Task requirements:
Look through the entries below and report every line that has "path".

Source data:

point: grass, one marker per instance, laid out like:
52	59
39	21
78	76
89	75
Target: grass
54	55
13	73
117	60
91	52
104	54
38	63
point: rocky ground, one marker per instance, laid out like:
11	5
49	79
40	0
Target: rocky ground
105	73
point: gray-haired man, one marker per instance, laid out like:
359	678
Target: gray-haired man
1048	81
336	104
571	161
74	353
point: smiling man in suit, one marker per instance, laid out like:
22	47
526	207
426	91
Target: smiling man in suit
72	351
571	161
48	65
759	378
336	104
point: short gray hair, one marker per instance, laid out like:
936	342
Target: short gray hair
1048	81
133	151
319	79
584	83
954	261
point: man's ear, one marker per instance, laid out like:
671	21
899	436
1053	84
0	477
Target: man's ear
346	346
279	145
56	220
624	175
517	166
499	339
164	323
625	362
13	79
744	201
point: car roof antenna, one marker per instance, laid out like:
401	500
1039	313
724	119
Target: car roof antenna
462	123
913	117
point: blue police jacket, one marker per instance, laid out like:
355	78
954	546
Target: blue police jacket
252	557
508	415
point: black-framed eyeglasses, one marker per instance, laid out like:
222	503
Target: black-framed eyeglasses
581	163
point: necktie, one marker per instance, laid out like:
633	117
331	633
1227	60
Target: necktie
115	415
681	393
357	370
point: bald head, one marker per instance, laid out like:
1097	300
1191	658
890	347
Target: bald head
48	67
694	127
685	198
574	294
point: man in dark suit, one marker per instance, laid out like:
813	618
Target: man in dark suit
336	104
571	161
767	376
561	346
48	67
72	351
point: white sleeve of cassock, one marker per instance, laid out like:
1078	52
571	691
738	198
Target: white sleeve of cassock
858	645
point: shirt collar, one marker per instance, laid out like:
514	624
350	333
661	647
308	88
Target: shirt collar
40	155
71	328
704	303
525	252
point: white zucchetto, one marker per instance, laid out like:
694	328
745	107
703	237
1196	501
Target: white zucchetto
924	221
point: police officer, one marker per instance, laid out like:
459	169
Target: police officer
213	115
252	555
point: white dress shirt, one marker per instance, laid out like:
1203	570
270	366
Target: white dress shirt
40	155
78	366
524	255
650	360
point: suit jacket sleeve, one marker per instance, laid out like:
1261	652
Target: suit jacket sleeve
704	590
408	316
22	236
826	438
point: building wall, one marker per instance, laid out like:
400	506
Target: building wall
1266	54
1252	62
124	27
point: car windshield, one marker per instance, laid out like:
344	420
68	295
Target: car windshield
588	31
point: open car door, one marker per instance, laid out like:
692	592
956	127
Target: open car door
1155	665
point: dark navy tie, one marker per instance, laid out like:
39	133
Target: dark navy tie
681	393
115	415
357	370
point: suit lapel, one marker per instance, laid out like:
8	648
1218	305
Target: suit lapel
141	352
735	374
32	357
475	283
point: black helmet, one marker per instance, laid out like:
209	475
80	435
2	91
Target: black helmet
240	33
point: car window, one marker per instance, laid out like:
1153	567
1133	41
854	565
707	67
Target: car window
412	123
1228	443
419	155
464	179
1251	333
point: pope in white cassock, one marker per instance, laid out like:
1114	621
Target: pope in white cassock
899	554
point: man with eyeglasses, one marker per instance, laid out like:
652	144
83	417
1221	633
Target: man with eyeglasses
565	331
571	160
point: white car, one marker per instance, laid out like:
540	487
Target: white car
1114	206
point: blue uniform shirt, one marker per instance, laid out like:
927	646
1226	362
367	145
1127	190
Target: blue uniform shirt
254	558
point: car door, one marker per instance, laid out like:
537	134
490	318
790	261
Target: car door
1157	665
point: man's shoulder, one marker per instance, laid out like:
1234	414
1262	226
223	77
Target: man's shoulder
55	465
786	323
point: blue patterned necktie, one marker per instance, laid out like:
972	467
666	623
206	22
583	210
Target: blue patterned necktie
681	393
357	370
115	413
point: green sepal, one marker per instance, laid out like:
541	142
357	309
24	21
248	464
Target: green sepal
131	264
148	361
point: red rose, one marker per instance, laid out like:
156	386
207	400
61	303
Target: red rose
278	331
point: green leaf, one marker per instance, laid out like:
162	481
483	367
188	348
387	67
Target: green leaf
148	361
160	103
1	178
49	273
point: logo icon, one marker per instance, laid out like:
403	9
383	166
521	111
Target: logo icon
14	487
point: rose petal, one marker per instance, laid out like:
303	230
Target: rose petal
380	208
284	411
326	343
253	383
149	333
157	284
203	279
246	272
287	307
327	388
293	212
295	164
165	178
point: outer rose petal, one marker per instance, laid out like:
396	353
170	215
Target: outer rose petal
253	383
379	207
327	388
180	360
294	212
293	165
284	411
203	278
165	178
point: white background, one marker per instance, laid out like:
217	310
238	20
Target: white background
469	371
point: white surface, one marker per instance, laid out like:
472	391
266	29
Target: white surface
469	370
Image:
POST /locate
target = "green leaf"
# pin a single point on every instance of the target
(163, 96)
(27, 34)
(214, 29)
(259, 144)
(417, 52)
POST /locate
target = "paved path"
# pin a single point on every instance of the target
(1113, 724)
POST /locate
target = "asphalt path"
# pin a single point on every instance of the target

Response box:
target = "paved path"
target = "asphalt path"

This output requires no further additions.